— begin —

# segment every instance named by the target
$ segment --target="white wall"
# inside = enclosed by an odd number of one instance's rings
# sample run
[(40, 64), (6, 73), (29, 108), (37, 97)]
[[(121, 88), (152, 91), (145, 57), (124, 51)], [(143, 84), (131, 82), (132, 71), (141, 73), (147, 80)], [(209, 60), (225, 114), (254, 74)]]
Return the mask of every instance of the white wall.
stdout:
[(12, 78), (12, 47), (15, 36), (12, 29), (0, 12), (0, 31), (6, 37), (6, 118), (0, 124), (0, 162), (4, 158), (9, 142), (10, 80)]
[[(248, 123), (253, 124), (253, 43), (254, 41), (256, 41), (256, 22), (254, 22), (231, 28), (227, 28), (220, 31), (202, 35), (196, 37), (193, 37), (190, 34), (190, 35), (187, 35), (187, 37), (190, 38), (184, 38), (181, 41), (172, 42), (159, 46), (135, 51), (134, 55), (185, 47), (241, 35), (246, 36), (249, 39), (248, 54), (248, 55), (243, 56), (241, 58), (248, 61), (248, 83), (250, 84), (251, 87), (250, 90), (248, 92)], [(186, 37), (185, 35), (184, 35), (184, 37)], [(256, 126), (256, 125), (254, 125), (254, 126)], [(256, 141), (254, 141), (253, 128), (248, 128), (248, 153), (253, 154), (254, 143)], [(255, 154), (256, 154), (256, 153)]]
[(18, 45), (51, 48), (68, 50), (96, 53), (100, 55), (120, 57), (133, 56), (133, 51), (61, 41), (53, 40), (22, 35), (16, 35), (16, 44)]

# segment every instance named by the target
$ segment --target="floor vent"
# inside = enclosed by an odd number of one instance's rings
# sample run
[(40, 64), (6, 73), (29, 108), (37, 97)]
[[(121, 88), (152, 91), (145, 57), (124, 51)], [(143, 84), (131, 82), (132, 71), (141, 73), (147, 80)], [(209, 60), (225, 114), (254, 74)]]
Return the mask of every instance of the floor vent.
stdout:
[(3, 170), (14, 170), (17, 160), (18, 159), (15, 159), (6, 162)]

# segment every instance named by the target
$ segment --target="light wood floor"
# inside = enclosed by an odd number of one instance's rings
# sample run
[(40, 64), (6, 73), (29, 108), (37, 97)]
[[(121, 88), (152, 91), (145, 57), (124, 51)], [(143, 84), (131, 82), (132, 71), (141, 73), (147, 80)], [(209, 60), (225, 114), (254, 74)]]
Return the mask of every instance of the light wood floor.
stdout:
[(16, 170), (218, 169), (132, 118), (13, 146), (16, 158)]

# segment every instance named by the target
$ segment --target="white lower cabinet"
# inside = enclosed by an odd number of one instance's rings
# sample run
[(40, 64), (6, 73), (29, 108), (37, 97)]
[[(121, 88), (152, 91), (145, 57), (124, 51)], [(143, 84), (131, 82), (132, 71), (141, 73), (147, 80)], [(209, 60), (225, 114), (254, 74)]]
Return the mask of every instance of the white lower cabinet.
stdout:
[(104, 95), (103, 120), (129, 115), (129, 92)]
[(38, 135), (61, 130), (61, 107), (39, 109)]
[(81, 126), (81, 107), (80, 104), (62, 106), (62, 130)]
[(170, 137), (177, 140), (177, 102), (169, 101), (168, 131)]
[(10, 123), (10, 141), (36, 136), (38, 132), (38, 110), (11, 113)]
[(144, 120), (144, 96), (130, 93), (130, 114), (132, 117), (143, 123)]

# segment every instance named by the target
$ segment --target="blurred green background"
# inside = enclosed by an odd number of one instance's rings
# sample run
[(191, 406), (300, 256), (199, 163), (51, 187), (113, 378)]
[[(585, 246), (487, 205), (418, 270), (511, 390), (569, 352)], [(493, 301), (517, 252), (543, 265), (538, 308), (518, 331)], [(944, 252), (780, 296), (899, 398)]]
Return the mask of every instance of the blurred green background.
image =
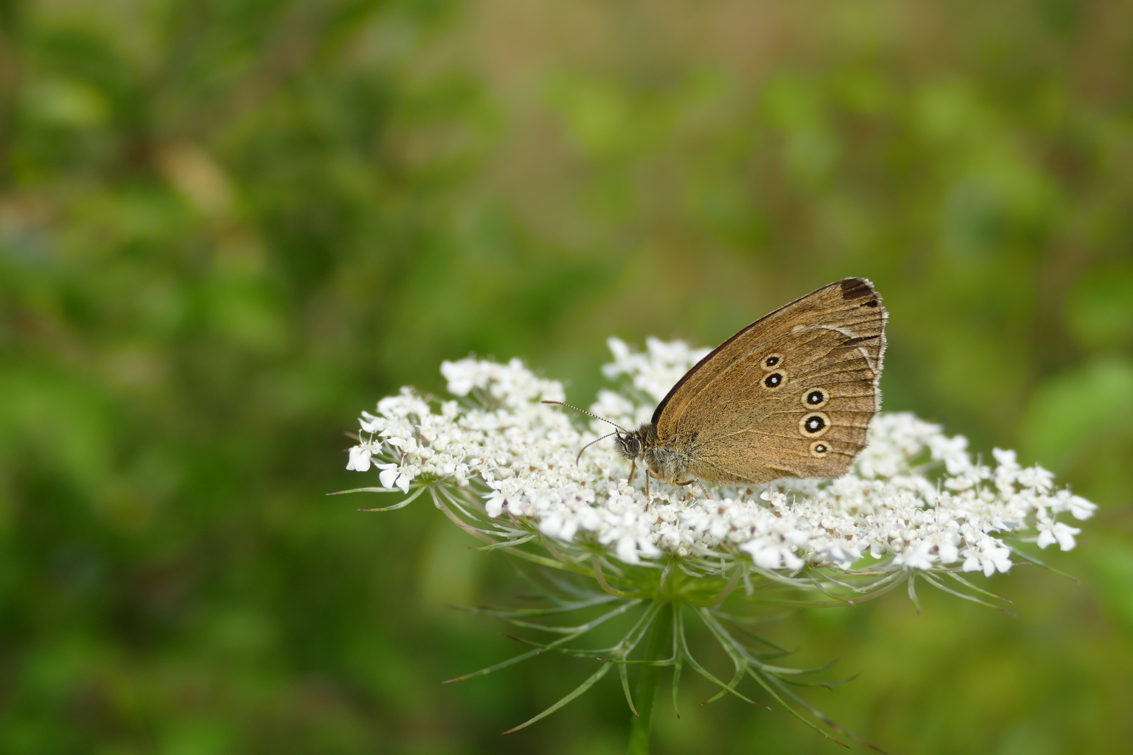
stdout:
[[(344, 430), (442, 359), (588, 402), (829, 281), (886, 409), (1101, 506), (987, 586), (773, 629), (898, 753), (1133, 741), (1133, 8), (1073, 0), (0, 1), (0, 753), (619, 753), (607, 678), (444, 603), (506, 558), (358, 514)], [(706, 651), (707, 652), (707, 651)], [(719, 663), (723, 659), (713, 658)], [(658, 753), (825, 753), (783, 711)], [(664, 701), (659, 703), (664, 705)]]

— end —

Task objective:
Find every line in the rows above that contains the word "background", and copy each of those lines.

Finished exercise:
$ segment --target="blurred green background"
Return the mask of every instance of the blurred green background.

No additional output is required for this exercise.